━━━━━ Estratto

Yves Bonnefoy, che è morto ieri sera a Parigi, era nato a Tours, viveva a Parigi, dove aveva insegnato dagli anni Ottanta al Collège de France. Il 23 giugno aveva compiuto novantatre anni. Amico del surrealista Breton, laureato in matematica e studioso di filosofia e arte, era il più grande poeta di lingua francese del nostro tempo e uno dei maggiori del mondo.

Ha scritto Jean Starobinski che i libri di Yves Bonnefoy in cui l'accento personale è così forte, e l'io dell'asserzione poetica si manifesta con potenza e semplicità, hanno per oggetto il rapporto con il mondo, e non la riflessione interna all'io. Così la sua opera «è una delle meno narcisiste che si possano immaginare». Questa idea così potente e germinativa può accompagnare l’intera lettura della sua opera che nella nostra lingua è stata raccolta nel Meridiano pubblicato nel 2011.

━━━━━━━━━━
━━━━━ Dati archiviati

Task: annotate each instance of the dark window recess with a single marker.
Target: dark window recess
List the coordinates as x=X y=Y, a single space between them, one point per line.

━━━━━━━━━━

> **Completa quanto segue**
1 - Nel brano su Yves Bonnefoy, in quale città era nato il poeta?
2 - Scrivi, per favore, il seguito del brano su Yves Bonnefoy.
I dati costituiscono un materiale separato dal brano su Yves Bonnefoy.

> **Risposte per compito**
1 - A Tours.

2 -
Qui tra i primi testi antologizzati, troviamo “Movimento e immobilità di Douve”, la raccolta del 1953 che è uno dei massimi libri di poesia del secolo scorso. Il surrealismo d'origine è portato alle sue ultime conseguenze: un furore amoroso e conoscitivo trasforma il gioco crudele, casuale e cerebrale di tanta poesia e pittura francese d'avanguardia nella larga sinfonia funebre di una discesa agli inferi sentita come passaggio obbligato, l'ultimo ancora da compiere, nell'esplorazione della "notte dell’ essere", per l'acquisto di una sapienza e salvezza di cui solo la poesia può farsi portatrice. Per Bonnefoy poesia è “dare alle parole la loro capacità di descrivere la pienezza delle cose, la loro luce, la loro vita e questo accade solo quando noi riusciamo a divenire un corpo unico con il luogo e l'istante della nostra esistenza”.

Il Meridiano presenta l’intera opera poetica di Bonnefoy: “Ieri deserto regnante”, “Pietra scritta”, “ Nell’insidia della soglia”, “Quel che fu senza luce”, “Qui dove ricade la freccia”, Inizio e fine della neve”, “La vita errante”, “ Le assi curve”; “La lunga catena dell’ancora”, più gli inediti per l’Italia del 2009 e 2010 le più rappresentative prose poetiche e una scelta di “Scritti sulla poesia”. Alle traduzioni “storiche” di Diana Grange Fiori, si affiancano quelle di Fabio Scotto, che per anni ha seguito e accompagnato Bonnefoy dandogli voce in Italia. Nel commento Scotto conduce un’analisi minuziosa delle poesie permettendo al lettore di immergersi nell’opera di Bonnefoy e mettendo in luce il fitto reticolo di richiami intertestuali, l’universo artistico di riferimento, le fonti ispiratrici (spesso iconografiche), i significati simbolici e allegorici, i sottosensi filosofici.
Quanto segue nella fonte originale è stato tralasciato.